__Source text__:
================================

My thoughtful husband sent me off by myself for a day and a half of those seven days.....this falls in the bliss category too. I packed a small clothes bag and then another large one for all the books, journal, paper and bible. Left with my last dollar, I'd rather be in rags with a good book then looking good with nothing to read. :o)
The whole family drove me off to the hotel on the beach, inspected my room which met approval and drove away. I just sat on the bed for the longest time.
My soul and body craved this. I didn't really get that until I was there.
I then set to unpacking my things. I am weird that way. I always need to settle my things in a new place before I can relax and think. The clothes bag took all of two seconds but I slowly stacked my books, papers and journal on the table, thinking about how the next 40 hours might go.
I got what a gift this was and so longed to use it wisely.
The thoughts started rattling through my mind. I had already gotten into my pajama's at 4pm and put on my favorite coffee in preparation for operation "productive planning". As I am shuffling papers getting things in order I am praying quietly about where to start and it comes..........
This inner quiet nudge. A quiet voice.

================================

Point labels for objects

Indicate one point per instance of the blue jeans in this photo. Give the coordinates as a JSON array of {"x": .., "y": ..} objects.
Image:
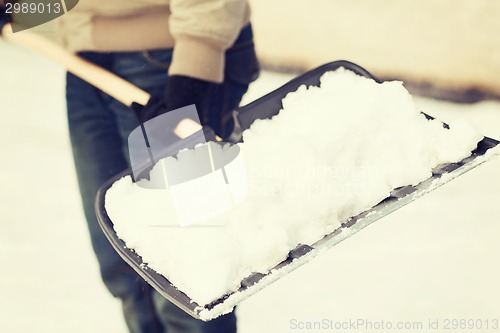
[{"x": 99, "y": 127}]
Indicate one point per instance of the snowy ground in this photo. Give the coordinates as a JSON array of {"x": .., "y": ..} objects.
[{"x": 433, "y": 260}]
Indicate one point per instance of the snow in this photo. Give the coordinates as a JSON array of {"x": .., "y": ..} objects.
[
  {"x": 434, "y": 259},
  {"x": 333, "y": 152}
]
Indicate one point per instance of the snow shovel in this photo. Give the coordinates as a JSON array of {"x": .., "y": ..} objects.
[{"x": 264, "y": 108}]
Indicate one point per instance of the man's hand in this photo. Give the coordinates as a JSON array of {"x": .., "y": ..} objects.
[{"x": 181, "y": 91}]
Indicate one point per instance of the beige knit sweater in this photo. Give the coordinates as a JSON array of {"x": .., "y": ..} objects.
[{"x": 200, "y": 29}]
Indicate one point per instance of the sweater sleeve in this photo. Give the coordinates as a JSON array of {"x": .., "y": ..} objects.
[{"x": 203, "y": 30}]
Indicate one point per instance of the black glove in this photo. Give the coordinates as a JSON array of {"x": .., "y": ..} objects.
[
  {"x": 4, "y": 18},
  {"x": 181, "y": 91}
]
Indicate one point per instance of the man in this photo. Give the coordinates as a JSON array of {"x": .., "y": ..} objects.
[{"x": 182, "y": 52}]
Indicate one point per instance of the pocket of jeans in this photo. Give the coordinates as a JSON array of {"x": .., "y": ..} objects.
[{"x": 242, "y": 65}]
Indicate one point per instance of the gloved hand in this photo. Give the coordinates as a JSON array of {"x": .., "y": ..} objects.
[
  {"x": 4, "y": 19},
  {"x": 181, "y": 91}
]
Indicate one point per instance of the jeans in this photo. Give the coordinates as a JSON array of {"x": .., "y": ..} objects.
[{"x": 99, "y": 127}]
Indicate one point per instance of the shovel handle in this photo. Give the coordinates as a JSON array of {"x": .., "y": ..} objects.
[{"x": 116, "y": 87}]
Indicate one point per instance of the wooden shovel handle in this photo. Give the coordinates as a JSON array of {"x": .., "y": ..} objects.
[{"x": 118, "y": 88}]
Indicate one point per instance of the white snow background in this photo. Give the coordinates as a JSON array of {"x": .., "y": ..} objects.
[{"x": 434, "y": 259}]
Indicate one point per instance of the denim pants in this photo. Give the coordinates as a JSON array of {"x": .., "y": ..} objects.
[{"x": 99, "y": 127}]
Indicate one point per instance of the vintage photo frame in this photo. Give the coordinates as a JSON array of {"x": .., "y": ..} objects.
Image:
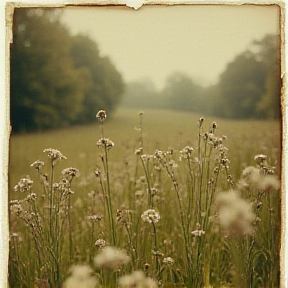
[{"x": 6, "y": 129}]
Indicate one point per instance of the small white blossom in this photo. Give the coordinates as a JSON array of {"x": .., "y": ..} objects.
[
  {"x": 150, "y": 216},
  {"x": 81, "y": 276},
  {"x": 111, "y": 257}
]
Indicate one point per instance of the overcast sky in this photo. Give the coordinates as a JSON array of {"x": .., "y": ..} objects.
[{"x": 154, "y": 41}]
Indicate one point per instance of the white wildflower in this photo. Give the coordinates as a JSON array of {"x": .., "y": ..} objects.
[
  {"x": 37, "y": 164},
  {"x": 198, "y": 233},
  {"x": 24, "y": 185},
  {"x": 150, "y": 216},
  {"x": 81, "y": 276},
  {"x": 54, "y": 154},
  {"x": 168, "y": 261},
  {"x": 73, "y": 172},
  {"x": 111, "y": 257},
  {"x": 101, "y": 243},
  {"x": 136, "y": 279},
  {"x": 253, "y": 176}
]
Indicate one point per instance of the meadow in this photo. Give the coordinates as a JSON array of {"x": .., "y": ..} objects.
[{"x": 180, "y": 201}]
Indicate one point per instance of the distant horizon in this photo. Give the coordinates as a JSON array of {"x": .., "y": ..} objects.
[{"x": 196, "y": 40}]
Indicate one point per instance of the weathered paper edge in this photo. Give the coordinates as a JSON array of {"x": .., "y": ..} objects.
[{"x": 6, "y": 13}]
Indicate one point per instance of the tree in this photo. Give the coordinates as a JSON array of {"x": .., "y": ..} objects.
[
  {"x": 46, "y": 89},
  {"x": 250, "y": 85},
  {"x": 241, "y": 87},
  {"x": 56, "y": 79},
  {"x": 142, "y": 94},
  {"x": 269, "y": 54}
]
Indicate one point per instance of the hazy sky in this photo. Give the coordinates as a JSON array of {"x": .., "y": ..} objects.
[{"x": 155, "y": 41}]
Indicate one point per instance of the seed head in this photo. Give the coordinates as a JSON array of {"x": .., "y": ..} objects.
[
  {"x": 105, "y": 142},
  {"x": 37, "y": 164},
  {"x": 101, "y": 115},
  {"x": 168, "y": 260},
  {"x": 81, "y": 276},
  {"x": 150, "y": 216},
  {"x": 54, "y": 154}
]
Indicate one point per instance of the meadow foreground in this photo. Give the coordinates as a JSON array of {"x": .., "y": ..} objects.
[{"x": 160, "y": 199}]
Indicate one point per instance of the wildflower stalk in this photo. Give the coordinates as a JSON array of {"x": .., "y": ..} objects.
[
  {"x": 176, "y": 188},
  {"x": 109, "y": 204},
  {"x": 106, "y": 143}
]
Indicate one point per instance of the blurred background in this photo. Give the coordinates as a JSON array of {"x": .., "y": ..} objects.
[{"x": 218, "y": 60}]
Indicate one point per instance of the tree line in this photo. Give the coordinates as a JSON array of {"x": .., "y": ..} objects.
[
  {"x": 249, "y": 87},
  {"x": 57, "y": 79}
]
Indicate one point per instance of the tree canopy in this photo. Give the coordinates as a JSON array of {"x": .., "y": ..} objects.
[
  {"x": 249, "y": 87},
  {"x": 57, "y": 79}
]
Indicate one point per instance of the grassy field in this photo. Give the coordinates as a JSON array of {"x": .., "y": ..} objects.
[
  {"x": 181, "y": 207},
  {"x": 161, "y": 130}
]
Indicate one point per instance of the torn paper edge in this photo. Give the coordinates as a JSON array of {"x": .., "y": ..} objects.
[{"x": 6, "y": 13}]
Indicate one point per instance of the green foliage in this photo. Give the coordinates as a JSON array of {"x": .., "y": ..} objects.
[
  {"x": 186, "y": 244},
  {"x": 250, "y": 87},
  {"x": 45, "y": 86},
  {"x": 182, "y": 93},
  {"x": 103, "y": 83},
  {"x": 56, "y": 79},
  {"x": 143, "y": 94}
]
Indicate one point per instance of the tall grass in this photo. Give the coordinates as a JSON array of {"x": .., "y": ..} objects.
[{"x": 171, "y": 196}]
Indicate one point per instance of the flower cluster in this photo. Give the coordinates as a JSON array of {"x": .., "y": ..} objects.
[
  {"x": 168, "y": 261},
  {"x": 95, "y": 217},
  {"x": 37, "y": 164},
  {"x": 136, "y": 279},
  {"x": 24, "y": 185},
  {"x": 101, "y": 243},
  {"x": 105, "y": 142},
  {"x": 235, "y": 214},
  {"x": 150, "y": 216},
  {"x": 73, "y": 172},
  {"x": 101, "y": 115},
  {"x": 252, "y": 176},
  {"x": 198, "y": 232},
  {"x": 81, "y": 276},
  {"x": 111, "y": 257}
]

================================

__Set task 1__: For each statement, answer yes or no according to the hotel retreat passage, and quote the words that decide it. (a) The writer used a large bag for the books, journal, paper and bible. (b) The family drove away without looking at the room. (c) The writer was in pajamas by 4pm.
__Set task 2__: Translate this sentence from the hotel retreat passage into Spanish: "I always need to settle my things in a new place before I can relax and think."
__Set task 3__: Write the next part of the hotel retreat passage, picking up after its final sentence.

__Answer 1__:
(a) Yes: "then another large one for all the books, journal, paper and bible."
(b) No: "inspected my room which met approval and drove away."
(c) Yes: "I had already gotten into my pajama's at 4pm"

__Answer 2__: Siempre necesito acomodar mis cosas en un lugar nuevo antes de poder relajarme y pensar.

__Answer 3__:
MORE of ME
I looked up and the sun was going down (yes, it sets around 4 ish where I live) over the water. It took my breathe away. My craving and desire for God was overwhelming at that moment. As I looked out the window there were power lines and poles and deck railings, all obstacles to seeing the beauty in it's fullness but yet, I was swept away by the awe of creation. The sun, the water and the one who made it all for me to enjoy.
My eyes were opened in that moment to many things in my life that were obstacles to SEEing him. So much of life had cluttered my vision, taken my eyes off of the prize and caused this aching lack. Instead of SEEing the beauty and awe of Him, I was fixed on the power lines, power pole and deck railings. I was seeking less obstacles and less trouble more then I was HIM.
I wanted less struggle, less work, less to overcome and battle through each day. This is where my time, thoughts and prayers were being spent. I needed to stop moving away from trouble and my daily attempt at trying to protect myself from it.
God is our refuge and strength,
a very present help in trouble.
It was as if God was saying move toward ME in the midst of trouble.
Wade through the mud setting your gaze on ME not the sludge.
Climb over those boulders leaning on MY shoulder.
Face the words and disappointments cradled in MY arms.
It's NOT less of that ....it's more and more and more of Him!
I had begun to believe that relief would come from removal of the difficulty or trouble. Reality is that with just the removal of trouble I would still be seeking help and satisfaction in my own self not in Christ. I need him even without obvious trouble. He knows that, but I on the other hand tend to think the lack of trouble is the answer not satisfaction in Him. This makes trouble a mercy not an enemy. It is a tool to get me where I need to be to SEE Him.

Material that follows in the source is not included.